● Texto de estudo

Salas de chuto
O Governo aprovou o novo Plano Nacional contra a Droga e as Toxicodependências. Esqueceu-se de analisar os fracassos do anterior plano, o qual tendo sido sujeito a uma avaliação externa por uma entidade independente escolhida pelo Governo - o Instituto Nacional de Administração - dava pano para mangas, se o objectivo fosse o de aperfeiçoar políticas públicas numa matéria particularmente complexa e de efeitos devastadores.
Mas não foi o caso. O acto sensato, e mesmo corajoso, de submeter um plano nacional a uma avaliação deste tipo requer sensatez e coragem até ao fim. Ou seja, assumir publicamente os erros, uma maçada. Até porque o relatório do INA apresentava alguns indicadores graves, tais como o aumento do consumo e do tráfico, por um lado, e a diminuição de primeiras consultas e de reinserções de toxicodependentes sujeitos a tratamento, por outro. Indicadores que terá sido melhor esquecer se nos lembrarmos que este plano assentava em duas "conquistas": a metadona e a descriminalização do consumo de drogas leves.

● Tarefa 1
Responda a estas perguntas sobre o texto acerca do Plano Nacional contra a Droga:
(a) Que entidade realizou a avaliação externa do plano anterior?
(b) Em que duas "conquistas" assentava esse plano?
(c) Que indicadores diminuíram, segundo o relatório do INA?
● Tarefa 2
Reproduza o trecho do texto acerca do Plano Nacional contra a Droga desde "Mas não foi" até "de drogas leves.", inclusive.
As linhas abaixo são material à parte, sem relação com o texto.

● Dados fornecidos
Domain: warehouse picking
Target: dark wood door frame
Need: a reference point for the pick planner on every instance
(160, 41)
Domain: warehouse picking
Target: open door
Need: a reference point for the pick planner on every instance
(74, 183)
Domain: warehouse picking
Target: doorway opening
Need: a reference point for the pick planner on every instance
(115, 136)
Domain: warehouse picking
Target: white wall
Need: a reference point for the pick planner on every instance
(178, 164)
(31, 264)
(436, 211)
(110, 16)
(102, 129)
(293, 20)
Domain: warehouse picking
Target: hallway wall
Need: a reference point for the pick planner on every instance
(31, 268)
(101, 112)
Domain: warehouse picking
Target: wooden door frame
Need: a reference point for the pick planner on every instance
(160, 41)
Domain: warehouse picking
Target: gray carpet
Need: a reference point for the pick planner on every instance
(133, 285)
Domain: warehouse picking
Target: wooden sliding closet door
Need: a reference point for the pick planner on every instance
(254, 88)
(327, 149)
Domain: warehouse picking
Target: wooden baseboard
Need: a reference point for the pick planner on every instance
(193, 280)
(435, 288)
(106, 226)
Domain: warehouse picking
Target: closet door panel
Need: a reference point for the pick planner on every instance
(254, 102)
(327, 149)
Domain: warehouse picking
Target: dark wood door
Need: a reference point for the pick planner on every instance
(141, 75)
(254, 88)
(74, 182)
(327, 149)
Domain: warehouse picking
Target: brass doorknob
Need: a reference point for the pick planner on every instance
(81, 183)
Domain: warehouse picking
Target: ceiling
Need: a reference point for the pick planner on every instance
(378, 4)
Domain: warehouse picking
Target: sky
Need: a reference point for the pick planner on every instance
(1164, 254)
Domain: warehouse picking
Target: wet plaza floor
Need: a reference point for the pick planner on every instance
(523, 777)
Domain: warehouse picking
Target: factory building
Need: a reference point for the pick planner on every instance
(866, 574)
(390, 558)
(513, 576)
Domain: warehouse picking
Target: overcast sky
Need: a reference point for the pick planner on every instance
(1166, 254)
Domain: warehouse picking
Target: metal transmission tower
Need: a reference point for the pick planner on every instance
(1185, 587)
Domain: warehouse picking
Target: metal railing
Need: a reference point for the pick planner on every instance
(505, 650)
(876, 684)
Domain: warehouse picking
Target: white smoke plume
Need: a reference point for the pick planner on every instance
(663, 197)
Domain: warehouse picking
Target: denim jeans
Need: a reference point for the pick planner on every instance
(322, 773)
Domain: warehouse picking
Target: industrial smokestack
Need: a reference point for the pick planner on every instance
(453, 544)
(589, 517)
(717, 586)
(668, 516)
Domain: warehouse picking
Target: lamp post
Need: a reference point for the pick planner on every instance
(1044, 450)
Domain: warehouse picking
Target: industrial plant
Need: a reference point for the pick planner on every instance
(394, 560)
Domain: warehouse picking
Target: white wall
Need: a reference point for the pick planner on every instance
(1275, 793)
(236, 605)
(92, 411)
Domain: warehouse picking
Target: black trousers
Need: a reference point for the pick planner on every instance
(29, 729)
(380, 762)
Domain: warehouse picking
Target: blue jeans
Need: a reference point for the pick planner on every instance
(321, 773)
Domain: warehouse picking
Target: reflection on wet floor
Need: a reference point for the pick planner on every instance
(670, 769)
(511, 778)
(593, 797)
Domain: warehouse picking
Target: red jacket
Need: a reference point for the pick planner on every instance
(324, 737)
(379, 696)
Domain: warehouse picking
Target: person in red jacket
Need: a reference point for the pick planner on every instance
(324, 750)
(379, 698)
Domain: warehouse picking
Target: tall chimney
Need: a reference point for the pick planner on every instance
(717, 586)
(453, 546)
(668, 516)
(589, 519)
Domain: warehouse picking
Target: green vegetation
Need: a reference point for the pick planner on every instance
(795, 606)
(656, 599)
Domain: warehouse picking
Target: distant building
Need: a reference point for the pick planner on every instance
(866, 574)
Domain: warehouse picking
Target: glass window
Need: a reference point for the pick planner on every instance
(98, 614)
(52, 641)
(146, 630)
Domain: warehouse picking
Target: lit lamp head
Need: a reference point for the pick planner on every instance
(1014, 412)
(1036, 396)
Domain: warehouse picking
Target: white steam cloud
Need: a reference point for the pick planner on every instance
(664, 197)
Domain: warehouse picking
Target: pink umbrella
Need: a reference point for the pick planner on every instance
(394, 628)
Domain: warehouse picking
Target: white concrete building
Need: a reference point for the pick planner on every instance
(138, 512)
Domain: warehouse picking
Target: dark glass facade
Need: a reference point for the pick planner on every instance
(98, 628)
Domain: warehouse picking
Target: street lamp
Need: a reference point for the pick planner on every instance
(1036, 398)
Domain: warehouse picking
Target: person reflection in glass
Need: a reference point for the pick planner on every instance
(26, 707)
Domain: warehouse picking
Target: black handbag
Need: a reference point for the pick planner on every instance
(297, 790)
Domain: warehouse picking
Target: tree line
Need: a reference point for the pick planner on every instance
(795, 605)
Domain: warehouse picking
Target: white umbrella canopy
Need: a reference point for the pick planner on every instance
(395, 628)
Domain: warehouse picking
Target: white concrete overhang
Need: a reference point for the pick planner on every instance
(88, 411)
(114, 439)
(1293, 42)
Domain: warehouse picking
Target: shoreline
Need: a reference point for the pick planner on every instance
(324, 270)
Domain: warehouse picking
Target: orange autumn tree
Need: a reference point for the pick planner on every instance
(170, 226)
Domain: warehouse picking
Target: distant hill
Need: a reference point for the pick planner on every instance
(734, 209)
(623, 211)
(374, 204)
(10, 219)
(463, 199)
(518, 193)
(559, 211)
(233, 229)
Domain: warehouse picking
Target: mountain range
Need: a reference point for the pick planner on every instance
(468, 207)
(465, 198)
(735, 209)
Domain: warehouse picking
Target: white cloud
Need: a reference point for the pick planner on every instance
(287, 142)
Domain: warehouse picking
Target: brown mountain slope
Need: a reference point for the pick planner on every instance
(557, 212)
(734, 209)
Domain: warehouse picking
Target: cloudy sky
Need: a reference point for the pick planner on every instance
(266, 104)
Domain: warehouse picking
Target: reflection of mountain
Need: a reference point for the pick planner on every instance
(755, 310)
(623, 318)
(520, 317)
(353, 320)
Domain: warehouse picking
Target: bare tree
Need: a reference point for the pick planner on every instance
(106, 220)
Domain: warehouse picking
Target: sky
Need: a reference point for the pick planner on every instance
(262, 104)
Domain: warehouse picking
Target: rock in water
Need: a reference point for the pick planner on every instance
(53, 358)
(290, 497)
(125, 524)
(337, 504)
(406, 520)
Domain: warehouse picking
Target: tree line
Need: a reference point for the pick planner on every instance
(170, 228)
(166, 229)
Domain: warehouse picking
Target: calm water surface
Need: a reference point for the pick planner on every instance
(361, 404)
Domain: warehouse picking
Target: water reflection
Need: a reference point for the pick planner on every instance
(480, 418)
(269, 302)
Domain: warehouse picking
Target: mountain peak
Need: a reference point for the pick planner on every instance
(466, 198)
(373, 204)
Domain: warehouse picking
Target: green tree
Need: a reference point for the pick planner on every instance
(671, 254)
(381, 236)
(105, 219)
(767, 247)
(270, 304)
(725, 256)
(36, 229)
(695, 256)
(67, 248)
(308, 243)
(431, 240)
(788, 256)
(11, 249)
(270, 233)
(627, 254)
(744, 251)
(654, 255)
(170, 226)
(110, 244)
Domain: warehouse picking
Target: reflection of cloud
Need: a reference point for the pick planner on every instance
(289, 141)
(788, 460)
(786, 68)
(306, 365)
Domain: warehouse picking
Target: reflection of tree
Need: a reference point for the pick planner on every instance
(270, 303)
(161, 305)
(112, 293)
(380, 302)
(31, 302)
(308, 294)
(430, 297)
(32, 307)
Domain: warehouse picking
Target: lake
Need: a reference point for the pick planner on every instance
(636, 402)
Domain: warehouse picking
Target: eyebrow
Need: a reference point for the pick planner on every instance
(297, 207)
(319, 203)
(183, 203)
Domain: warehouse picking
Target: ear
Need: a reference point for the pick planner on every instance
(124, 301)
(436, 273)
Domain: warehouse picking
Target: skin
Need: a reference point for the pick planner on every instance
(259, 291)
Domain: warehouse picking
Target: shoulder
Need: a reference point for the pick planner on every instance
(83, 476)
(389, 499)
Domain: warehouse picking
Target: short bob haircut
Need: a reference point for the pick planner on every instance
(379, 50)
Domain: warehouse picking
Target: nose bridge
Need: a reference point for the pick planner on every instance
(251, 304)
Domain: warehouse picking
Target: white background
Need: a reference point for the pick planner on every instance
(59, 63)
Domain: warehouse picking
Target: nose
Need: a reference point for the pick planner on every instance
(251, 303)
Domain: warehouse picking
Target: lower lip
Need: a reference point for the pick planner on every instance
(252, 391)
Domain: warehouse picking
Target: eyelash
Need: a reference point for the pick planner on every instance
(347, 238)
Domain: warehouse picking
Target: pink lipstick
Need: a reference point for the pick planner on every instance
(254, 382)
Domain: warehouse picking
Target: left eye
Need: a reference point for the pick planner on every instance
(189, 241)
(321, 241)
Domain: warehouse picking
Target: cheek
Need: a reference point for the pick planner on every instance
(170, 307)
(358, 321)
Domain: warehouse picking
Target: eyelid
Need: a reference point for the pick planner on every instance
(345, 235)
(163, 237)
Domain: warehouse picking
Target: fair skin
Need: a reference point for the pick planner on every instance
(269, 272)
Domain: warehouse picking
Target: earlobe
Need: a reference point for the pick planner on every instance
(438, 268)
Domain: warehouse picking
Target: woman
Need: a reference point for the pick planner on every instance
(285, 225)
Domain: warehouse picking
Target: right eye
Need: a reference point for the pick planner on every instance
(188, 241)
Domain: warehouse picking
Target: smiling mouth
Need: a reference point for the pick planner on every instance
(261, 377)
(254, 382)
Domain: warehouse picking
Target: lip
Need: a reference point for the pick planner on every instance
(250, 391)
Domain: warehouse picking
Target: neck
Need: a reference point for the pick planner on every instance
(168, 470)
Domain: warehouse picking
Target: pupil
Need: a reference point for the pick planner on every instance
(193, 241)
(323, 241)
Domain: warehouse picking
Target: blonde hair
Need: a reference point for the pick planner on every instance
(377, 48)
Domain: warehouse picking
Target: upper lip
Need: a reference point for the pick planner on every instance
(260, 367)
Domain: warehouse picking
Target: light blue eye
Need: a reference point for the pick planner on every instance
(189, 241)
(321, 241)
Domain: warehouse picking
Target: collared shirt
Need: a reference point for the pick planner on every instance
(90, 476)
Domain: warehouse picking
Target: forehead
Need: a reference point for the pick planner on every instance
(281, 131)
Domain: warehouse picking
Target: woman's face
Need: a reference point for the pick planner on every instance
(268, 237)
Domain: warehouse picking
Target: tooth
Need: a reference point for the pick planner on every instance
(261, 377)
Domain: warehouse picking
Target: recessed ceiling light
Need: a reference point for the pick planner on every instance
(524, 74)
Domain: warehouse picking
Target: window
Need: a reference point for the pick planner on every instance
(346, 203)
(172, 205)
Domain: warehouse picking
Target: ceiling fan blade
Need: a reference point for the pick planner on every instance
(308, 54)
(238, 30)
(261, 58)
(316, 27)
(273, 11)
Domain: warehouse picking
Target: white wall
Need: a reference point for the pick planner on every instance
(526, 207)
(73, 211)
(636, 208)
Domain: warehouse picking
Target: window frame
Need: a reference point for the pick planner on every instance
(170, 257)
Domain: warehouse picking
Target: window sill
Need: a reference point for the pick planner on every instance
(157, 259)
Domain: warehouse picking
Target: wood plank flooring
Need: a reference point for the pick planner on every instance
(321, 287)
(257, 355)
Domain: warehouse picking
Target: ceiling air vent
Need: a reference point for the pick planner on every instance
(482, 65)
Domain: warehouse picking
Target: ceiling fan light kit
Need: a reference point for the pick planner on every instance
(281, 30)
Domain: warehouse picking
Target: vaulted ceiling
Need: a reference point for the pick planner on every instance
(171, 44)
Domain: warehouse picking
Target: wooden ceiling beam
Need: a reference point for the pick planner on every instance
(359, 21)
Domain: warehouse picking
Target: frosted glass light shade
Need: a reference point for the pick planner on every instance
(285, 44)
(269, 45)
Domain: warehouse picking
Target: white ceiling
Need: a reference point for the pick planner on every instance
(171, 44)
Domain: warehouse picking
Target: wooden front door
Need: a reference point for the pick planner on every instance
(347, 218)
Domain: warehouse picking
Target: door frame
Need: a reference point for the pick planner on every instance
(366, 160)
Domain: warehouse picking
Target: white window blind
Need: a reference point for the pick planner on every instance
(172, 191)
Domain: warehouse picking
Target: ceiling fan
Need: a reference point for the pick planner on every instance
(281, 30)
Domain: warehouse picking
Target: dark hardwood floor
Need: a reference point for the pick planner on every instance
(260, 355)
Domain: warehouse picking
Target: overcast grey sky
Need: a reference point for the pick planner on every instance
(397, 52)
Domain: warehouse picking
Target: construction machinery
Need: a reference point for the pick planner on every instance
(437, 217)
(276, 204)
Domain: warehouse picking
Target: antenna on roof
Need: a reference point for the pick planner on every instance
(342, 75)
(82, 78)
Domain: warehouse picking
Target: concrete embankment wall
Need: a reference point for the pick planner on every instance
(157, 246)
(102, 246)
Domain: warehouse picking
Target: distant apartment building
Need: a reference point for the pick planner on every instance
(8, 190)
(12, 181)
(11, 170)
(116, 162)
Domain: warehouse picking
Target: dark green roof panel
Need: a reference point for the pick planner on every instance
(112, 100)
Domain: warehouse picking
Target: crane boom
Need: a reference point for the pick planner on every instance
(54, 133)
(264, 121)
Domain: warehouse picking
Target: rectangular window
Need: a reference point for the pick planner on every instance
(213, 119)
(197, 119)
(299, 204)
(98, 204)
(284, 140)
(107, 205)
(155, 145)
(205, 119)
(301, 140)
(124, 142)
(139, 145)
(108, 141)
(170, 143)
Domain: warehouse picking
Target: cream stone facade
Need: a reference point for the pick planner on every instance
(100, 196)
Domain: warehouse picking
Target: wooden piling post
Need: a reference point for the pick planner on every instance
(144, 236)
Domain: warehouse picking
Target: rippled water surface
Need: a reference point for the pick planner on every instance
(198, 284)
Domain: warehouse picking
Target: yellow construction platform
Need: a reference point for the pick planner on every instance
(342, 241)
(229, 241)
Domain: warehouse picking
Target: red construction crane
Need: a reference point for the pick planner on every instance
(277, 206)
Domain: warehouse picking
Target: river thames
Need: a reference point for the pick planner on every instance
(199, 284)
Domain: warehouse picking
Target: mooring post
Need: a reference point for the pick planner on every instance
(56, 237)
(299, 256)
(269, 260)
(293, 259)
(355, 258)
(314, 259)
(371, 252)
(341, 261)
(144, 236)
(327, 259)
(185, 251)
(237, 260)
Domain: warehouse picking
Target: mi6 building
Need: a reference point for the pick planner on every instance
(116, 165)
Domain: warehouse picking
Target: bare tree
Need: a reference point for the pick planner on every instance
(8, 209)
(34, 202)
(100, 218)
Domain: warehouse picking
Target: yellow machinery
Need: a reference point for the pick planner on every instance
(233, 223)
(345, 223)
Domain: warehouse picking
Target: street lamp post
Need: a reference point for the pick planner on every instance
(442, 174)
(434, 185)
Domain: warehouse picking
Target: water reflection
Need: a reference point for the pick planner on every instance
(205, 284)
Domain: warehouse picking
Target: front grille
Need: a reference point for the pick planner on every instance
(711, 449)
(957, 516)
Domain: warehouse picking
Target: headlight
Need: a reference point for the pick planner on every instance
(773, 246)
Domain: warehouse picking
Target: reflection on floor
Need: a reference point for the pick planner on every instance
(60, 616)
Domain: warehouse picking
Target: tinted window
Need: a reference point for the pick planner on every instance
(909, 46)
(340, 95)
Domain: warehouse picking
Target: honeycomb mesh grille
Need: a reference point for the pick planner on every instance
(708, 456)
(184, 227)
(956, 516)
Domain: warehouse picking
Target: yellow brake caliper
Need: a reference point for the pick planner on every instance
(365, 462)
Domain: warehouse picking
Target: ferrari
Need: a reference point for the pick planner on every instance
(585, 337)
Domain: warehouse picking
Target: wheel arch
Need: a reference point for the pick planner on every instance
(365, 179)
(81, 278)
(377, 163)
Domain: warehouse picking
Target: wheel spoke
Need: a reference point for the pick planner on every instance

● Resposta 1
(a) O Instituto Nacional de Administração.
(b) A metadona e a descriminalização do consumo de drogas leves.
(c) As primeiras consultas e as reinserções de toxicodependentes sujeitos a tratamento.

● Resposta 2
Mas não foi o caso. O acto sensato, e mesmo corajoso, de submeter um plano nacional a uma avaliação deste tipo requer sensatez e coragem até ao fim. Ou seja, assumir publicamente os erros, uma maçada. Até porque o relatório do INA apresentava alguns indicadores graves, tais como o aumento do consumo e do tráfico, por um lado, e a diminuição de primeiras consultas e de reinserções de toxicodependentes sujeitos a tratamento, por outro. Indicadores que terá sido melhor esquecer se nos lembrarmos que este plano assentava em duas "conquistas": a metadona e a descriminalização do consumo de drogas leves.